• [Usando le informazioni]:
1/ Secondo il testo della pagina, in che anno e in quale città nasce la catena Happy Joe's?
2/ Riprendi il testo sulla felicità in azienda e proseguilo oltre la sua ultima frase.

• [Testo della pagina]:
____

Dovremmo tutti imparare dai più piccoli a prenderci cura degli altri. Una cura che è ascolto e che talvolta lascia senza parole perché ti apre il cuore. In fondo è quello che si prova vedendo il video preparato per Natale 2021 da Apple. Una bambina cerca di tenere in vita in tutti i modi il suo pupazzo di neve per tutto l’anno. Lo spot si chiama Saving Simon ed è firmato dai registi Ivan e Jason Reitman, ossia padre e figlio che si sono ritrovati sul set dopo il film Ghostbusters. È stato girato interamente con l’iPhone 13, utilizzando le modalità macro e cinematic e sulle note di Valerie June. Anche la “bibbia” del marketing contemporaneo AdWeek ha segnalato questo prodotto. Oltre gli effetti speciali, quello che colpisce sono gli affetti speciali. Una ricerca della felicità. C’è chi da qualche tempo sostiene che questo concetto della felicità dovrebbe essere introdotto in modo sistemico anche in azienda.

La catena della felicità. Per capire come la felicità entra in un posto di lavoro andiamo in America. Precisamente a Bettendorf, 35mila anime nello Stato dell’Iowa. Qui, nel 1972, nasce una catena di pizzerie che ha la felicità all’interno del nome. Si chiama Happy Joe’s. A metterla in piedi Joseph Whitty, ex manager di Shakey’s Pizza, prima catena in franchising nata addirittura nel 1954. Ma torniamo a Happy Joe’s, che cresce rapidamente fino ad arrivare a 61 ristoranti nel Midwest. L’idea nasce da due gioie del palato in un unico posto: la pizza e il gelato. Joseph Whitty ne è entusiasta. E d’altronde come potrebbe essere il contrario, avendola creata prima e guidandola poi. Ma Joseph Whitty fa di più. Realizza alcune idee folli. È lui a far nascere il primo ristorante-pizzeria ad offrire pizza taco, cioè una pizza con salsa di fagioli fritti, pomodoro, formaggio. Poi una quindicina di anni fa inizia a regalare pizze a colazione. Ma Joseph Whitty introduce in azienda anche un manager della felicità, lui che ha affrontato parecchie situazioni difficili senza mai arrendersi.

Nell’aprile 2006 un tornado abbattutosi su Iowa City ha distrutto il suo locale, nel 2008 un altro ristorante a Coralville è stato danneggiato a causa delle inondazioni, ma in rapidissimo tempo è stato ricostruito. Ma il manager della felicità aiuta ad affrontare i momenti più impegnativi. Nell’autunno del 2019, Joseph Whitty muore all’età di 82 anni, ma la figura del manager della felicità è rimasta in azienda. Anzi, si è rafforzata. Ancora una volta, i buoni esempi arrivano dal vertice per essere poi diffusi tra tutti: così l’Amministratore Delegato Tom Sacco, oltre a confermare la figura del manager della felicità, si è autoproclamato “capo della felicità”, promuovendo atti di gentilezza. «Non possiamo trasformare i nostri ristoranti in hotel a cinque stelle e non possiamo cenare con tovaglie bianche, ma non costa nulla essere gentili», ha dichiarato Sacco a Business Insider. Oltre a prendersi cura dei clienti con pizza gratis, feste di compleanno per i più piccoli e un accompagnamento fino a casa per quelli più anziani, Happy Joe’s oggi si prende cura anche dei suoi dipendenti e il CHO, ossia il Chief Happiness Officer, si mette in ascolto, lascia buoni regalo a sorpresa per i corrieri impegnati nelle consegne e fa il possibile per supportare le famiglie dei dipendenti.

____

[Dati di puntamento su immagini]
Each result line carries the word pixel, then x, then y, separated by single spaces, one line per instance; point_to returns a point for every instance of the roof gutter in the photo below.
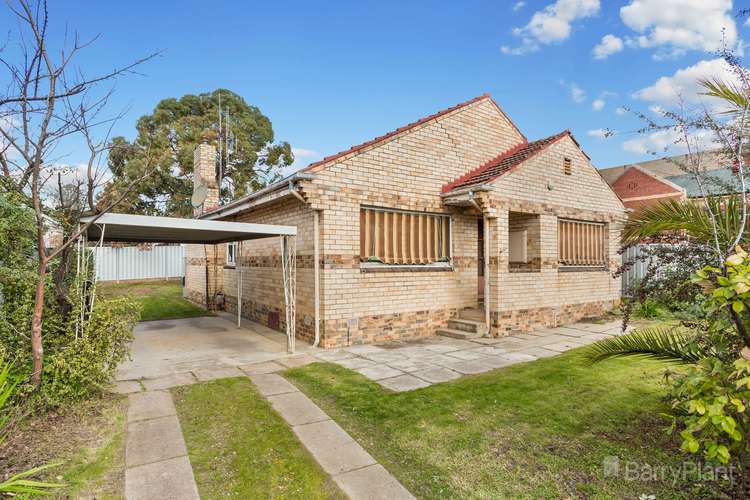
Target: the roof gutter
pixel 467 190
pixel 245 202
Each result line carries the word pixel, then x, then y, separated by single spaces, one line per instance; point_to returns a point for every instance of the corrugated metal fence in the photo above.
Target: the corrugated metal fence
pixel 137 263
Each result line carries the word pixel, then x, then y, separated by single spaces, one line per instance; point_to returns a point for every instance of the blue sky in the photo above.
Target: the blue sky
pixel 333 74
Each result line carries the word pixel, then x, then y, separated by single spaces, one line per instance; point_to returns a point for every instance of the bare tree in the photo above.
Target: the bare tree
pixel 47 102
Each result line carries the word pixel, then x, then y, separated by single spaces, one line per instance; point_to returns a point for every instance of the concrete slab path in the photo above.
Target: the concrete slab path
pixel 410 365
pixel 354 470
pixel 156 461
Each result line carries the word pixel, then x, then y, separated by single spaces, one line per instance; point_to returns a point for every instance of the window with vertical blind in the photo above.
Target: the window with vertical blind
pixel 403 237
pixel 581 243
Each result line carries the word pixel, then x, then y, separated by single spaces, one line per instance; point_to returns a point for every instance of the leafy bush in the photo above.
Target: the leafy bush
pixel 710 404
pixel 83 346
pixel 19 484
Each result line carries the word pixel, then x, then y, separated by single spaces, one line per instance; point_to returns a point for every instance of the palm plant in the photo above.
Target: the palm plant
pixel 662 343
pixel 716 220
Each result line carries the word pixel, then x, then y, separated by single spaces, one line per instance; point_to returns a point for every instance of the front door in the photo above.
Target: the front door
pixel 480 261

____

• [Risposte per numero]:
1/ Nel 1972, a Bettendorf, nello Stato dell'Iowa.

2/
Felicità sul posto di lavoro. L’azienda non è la prima a designare un’intera posizione per la felicità dei propri dipendenti, con l’idea che i dipendenti felici siano dipendenti migliori, sottolinea Thehill.com, che ha rilanciato la storia. «Il compito del Chief Happiness Officer è guidare diverse iniziative per rendere le persone più felici sul posto di lavoro», ha raccontato al Guardian Alexander Kjerulf, noto consulente aziendale danese impegnato in percorsi di felicità nelle imprese del Nord-Europa. In Italia, anche l’Università di Padova ha puntato su una figura simile. È stata introdotta da Etifor, spin-off dell’ateneo veneto che conta una quarantina di professionisti dislocati su progetti pubblici e privati di valorizzazione del patrimonio naturale. È il Good Vibe Manager, oggi rappresentato da Riccardo Da Re, trentottenne in questa società: il suo obiettivo è far interagire le persone, lavorando su processi e clima. In fondo è un abilitatore hi-tech di relazioni. Introdotta in piena pandemia, nel primo anno ha fatto registrare un tasso di efficienza nella produttività pari al +7,5%. È nei momenti difficili che abbiamo più bisogno di essere felici.